Stated problem:
Pull out each line in the entries below that contains the word "black".

=== Record extracts ===

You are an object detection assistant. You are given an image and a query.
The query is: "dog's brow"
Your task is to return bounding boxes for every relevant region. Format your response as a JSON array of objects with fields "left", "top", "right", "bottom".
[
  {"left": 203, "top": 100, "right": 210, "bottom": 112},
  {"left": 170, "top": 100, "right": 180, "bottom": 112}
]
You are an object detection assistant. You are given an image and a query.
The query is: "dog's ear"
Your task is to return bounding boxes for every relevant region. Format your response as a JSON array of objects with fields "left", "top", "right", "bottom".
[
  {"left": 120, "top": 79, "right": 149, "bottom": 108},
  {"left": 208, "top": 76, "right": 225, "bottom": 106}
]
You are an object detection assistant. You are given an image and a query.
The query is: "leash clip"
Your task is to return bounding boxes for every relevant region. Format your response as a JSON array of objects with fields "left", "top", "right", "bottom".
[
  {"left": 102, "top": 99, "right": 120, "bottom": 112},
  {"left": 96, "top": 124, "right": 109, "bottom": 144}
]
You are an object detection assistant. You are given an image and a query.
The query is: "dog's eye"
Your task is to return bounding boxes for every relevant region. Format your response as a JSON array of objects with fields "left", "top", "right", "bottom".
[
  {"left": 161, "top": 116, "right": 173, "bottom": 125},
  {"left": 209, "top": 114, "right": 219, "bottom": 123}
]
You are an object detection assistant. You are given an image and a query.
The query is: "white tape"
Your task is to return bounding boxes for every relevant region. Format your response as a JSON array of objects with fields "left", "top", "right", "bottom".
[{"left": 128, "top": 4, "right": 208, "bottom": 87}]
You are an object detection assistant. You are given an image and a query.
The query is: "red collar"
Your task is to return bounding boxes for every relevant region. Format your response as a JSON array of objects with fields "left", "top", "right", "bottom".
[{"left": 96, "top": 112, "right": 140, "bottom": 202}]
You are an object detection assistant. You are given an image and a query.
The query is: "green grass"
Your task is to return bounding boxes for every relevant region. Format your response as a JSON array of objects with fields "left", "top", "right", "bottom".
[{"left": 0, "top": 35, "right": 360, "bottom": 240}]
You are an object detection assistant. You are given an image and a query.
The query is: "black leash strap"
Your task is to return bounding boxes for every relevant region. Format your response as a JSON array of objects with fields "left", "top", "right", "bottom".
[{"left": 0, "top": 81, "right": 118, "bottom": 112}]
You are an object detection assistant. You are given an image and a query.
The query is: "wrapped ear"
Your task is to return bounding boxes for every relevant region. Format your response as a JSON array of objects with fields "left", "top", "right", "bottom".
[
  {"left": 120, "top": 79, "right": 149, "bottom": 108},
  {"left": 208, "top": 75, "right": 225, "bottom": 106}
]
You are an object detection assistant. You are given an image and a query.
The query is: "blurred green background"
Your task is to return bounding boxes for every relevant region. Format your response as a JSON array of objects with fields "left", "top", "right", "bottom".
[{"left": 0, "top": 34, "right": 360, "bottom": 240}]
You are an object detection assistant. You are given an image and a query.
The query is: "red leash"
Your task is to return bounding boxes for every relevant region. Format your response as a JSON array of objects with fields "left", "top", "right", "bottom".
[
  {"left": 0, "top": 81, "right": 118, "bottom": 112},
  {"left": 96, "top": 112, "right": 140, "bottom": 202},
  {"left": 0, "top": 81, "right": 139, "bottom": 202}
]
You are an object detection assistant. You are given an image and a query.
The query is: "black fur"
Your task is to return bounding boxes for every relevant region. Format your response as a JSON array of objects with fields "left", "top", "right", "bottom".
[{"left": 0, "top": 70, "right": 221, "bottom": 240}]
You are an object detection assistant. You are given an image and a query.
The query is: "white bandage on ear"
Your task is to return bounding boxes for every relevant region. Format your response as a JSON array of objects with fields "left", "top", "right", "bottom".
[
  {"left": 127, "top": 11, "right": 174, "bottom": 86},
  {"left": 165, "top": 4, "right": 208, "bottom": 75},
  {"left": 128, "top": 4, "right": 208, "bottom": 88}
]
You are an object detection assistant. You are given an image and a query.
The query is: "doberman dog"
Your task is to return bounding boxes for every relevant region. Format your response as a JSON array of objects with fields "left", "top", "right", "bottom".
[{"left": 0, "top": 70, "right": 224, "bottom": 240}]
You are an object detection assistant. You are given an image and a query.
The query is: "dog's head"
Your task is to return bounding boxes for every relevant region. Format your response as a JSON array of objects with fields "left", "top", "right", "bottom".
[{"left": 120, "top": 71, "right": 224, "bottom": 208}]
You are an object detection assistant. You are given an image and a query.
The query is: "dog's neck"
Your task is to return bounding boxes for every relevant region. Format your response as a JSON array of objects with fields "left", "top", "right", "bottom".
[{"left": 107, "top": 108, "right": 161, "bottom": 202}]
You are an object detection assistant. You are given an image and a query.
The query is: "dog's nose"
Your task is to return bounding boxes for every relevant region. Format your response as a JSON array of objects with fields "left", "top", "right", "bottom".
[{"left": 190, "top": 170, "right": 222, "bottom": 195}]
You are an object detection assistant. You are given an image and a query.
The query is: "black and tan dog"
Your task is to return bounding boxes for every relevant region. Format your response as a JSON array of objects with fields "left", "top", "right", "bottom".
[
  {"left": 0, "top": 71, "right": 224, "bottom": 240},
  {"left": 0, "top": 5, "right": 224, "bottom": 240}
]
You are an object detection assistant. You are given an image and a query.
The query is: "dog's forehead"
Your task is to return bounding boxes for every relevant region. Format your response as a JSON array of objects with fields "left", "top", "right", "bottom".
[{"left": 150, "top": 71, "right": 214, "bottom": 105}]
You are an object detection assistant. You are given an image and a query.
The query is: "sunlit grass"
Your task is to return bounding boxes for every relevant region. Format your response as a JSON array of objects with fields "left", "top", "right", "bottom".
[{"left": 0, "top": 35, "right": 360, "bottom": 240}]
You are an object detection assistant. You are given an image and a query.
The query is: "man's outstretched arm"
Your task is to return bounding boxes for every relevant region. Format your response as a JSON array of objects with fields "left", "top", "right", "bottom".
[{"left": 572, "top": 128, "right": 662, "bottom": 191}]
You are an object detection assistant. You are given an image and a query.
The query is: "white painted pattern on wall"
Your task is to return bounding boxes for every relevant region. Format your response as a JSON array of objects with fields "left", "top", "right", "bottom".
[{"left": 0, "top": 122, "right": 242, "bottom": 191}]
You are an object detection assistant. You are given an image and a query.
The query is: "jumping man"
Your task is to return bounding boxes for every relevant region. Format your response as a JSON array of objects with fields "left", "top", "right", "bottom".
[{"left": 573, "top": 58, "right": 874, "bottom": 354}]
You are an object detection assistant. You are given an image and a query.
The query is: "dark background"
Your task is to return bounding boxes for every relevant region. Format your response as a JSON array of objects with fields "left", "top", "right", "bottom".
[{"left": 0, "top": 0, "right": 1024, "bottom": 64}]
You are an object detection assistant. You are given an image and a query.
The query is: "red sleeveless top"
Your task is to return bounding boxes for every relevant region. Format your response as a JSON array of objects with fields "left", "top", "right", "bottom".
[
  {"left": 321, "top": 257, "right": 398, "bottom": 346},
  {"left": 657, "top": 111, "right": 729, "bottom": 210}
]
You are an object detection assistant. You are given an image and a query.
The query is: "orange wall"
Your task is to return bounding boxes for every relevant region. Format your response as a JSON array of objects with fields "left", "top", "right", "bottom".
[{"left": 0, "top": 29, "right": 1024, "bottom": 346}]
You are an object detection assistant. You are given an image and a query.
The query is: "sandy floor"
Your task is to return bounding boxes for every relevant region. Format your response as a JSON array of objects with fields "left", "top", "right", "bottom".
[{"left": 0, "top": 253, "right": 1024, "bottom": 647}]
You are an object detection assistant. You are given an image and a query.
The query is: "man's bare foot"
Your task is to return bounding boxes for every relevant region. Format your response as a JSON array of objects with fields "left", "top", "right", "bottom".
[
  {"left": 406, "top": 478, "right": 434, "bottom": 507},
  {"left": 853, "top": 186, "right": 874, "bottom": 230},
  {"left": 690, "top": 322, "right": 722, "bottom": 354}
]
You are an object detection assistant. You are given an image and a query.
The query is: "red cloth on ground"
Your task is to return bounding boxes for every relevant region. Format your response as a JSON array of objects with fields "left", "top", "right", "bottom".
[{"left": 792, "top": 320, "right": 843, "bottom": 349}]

===

Task solution:
The query is: "black leash strap"
The query is: "black fur"
The query is: "black and tan dog"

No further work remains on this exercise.